Set problem:
Repeat the listing in full, exactly as it stands.

Entries from a pointing dataset:
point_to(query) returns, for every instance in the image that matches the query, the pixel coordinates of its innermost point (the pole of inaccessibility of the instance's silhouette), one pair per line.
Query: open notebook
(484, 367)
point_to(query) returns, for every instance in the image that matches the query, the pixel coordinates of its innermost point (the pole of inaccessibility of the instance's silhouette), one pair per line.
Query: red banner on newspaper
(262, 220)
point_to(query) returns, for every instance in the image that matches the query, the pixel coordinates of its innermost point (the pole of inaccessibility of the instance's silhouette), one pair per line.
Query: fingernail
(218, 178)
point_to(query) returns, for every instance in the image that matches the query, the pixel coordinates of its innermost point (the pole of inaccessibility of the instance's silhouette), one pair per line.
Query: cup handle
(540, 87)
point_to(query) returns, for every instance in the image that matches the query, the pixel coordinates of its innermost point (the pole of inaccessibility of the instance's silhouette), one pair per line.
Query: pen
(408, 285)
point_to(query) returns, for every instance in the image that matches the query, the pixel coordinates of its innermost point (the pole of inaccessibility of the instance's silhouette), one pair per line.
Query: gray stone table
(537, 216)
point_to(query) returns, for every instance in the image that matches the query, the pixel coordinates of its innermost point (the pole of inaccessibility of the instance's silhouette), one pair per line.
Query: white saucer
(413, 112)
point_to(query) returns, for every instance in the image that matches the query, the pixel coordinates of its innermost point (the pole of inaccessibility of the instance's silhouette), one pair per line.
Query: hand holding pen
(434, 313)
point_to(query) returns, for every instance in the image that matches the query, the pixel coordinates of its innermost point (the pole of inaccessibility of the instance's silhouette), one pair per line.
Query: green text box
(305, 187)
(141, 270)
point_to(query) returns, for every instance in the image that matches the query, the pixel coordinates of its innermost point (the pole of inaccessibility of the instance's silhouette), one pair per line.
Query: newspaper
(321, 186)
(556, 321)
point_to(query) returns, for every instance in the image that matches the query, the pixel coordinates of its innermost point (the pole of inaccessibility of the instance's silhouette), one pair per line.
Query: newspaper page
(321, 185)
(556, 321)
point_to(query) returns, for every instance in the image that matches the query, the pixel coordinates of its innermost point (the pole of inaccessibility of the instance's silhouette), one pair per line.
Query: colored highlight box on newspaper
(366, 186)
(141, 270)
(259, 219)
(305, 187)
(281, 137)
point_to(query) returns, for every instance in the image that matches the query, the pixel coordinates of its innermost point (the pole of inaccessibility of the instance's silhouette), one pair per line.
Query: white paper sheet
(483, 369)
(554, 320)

Answer below:
point_to(query) returns, for every instance in the image that matches the query, the pixel coordinates of its innermost point (the pole of inaccessibility of the instance's silhouette), one pair per line.
Query: open notebook
(484, 367)
point_to(query) returns, for every instance in the image that matches the query, the pixel coordinates of its innermost point (the pole of inaccessibility of the instance's silhouette), one pair per line.
Query: red banner on newspaper
(262, 220)
point_to(query) returns, for every instance in the image that matches the query, the pixel coordinates of its innermost point (the pole of inaccessibility of the instance's silhouette), one pair per line.
Query: fingernail
(218, 178)
point_to(query) returns, for every instance in the image that matches the query, the pixel coordinates of its innermost point (the pole of inaccessibility of the instance's silhouette), one pair per line.
Query: cup handle
(540, 87)
point_to(query) returns, for every instance in the image that matches the query, the pixel coordinates of its innermost point (the pole of inaccessibility of the instance's silhouette), one pair per line.
Query: pen
(408, 285)
point_to(query) returns, for every instance in the image that matches the query, the pixel coordinates of its innermost point (the pole of inaccessibility of the instance's silhouette), one pair per line.
Query: gray stone table
(537, 216)
point_to(query) returns, for every instance in the image that matches the query, the pixel coordinates of its innermost point (the pole of inaccessibility of the instance's silhouette), one pair per line.
Query: white saucer
(413, 112)
point_to(query) returns, for every instance in the image that matches the query, the pixel coordinates of its innermost point (the pole of inaccessibility of the instance's silhouette), one pair per line.
Query: hand holding pen
(434, 313)
point_to(query) returns, for every instance in the image that matches the query, the pixel coordinates of its innermost point (the pole of inaccessibility of the instance's silhouette), one pair per line.
Query: green text box
(305, 187)
(141, 270)
point_to(query) returns, for every instance in the image that matches the query, the pixel coordinates of its innermost point (the pole of inaccessibility of the instance's silhouette), one pair per line.
Query: newspaper
(321, 186)
(556, 321)
point_to(query) returns, for every instance in the image that matches the query, the pixel coordinates of its innermost point (the pole of inaccessibility of the instance's silhouette), one pair per line.
Query: newspaper page
(321, 185)
(556, 321)
point_to(query) returns, for every instance in the image that matches the query, the pixel coordinates of its innermost point (the pole of inaccessibility of the instance's silhouette), one pair per line.
Query: colored highlight box on newspaper
(366, 186)
(141, 270)
(259, 219)
(305, 187)
(281, 137)
point_to(query) returns, for every instance in the image that matches the query, the pixel coordinates of its innermost point (the pole of inaccessibility of the instance's silhouette), one pair per line.
Query: white paper sheet
(483, 369)
(554, 320)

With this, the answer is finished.